Referring expression data:
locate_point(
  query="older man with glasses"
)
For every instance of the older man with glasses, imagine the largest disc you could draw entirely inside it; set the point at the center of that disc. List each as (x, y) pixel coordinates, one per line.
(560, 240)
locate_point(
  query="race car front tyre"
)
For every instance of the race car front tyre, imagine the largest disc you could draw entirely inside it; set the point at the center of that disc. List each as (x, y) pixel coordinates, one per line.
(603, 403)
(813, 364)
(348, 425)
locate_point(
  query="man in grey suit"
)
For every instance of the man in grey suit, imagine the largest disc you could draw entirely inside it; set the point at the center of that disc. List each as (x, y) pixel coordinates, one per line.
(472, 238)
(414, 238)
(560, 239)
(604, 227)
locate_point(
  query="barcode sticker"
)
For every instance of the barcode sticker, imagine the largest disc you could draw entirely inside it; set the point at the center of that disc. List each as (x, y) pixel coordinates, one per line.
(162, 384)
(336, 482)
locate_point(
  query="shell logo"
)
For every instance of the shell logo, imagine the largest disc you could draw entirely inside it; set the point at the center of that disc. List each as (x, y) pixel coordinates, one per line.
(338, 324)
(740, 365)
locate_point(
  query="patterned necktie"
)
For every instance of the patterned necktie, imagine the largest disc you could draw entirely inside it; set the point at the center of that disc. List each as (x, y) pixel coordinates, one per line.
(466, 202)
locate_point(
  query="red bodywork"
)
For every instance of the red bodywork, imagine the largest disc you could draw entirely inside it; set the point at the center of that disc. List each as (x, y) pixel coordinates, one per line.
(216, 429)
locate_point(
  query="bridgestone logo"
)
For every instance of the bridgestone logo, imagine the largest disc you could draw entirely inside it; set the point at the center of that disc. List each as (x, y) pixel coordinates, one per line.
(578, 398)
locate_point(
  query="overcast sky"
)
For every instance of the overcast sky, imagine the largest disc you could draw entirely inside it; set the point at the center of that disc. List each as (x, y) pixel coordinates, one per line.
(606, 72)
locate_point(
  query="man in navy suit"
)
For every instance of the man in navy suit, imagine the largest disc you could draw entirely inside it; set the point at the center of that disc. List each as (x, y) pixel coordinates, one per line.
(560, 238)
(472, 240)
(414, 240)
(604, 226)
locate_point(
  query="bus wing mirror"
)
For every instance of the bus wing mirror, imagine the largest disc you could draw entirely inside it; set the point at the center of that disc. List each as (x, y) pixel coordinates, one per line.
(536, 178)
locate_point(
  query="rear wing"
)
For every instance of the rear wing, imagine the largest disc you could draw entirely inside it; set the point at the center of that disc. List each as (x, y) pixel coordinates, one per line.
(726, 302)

**Goal of the exercise**
Give all the records again. Match them exactly.

**Reply to the exercise**
locate_point(
  query="older man with glasses"
)
For every instance of the older man with glasses, imagine the largest disc you could draw entirely inside it; set the point at the center of that disc. List each as (x, y) pixel coordinates, one per line.
(560, 240)
locate_point(
  query="race car front tyre"
)
For every instance of the race car front tyre, imagine the largest disc you could draw entirely inside it; set the point at the center of that disc. List each as (x, y) pixel coordinates, one per line.
(603, 403)
(813, 364)
(348, 425)
locate_point(
  query="man in grey suit"
)
For every instance of the man in grey suit, imagine the largest disc you could draw entirely inside it; set the point at the center of that disc. List each as (x, y) pixel coordinates, one per line.
(472, 238)
(414, 238)
(560, 239)
(604, 227)
locate_point(
  query="barcode sticker"
)
For every instance of the barcode sticker, imagine the largest disc you could draw entirely inside it; set the point at the center of that disc. List each as (x, y) pixel coordinates, one per line.
(162, 384)
(336, 482)
locate_point(
  query="shell logo"
)
For every instance of the shell logo, imagine the largest disc you could draw entirely inside it; set the point at the center of that disc. List each as (x, y) pixel coordinates, one per line.
(338, 324)
(740, 365)
locate_point(
  query="patterned necktie"
)
For every instance of the patterned necktie, imagine the largest disc you could draw entirely inside it; set the point at the center of that disc. List each as (x, y) pixel coordinates, one per line.
(466, 202)
locate_point(
  query="red bodywork"
)
For every instance of the red bodywork, imagine the largest disc you could draw entirely inside it; set the point at the center of that disc. List each as (x, y) pixel coordinates, one per line.
(216, 429)
locate_point(
  query="bridgestone logo"
)
For every instance of the bridgestone logo, imagine the largest disc you could draw entirely inside it; set the point at the center of that disc. List each as (x, y) pixel coordinates, one per line.
(578, 398)
locate_point(
  query="overcast sky"
)
For every instance of the overcast sky, imagine the largest disc you could draw entirely inside it; set the point at the center of that disc. List each as (x, y) pixel coordinates, one per line.
(606, 72)
locate_point(
  query="man in navy suit"
)
For every instance of the man in navy suit, imagine the largest disc you could draw entirely inside it; set the point at the center of that disc. List each as (x, y) pixel coordinates, one per line.
(560, 238)
(472, 240)
(414, 240)
(604, 226)
locate_point(
  query="bus wing mirror"
)
For every instance of the bus wing mirror, imagine the largest disc you could draw entirely inside it; set the point at the center of that disc. List each as (x, y) pixel coordinates, one per line.
(536, 178)
locate_point(
  query="rear wing"
)
For every instance of the rear wing, imagine the largest disc you could draw entirely inside it; set the point at the center of that disc. List each as (x, y) pixel coordinates, one per line.
(726, 302)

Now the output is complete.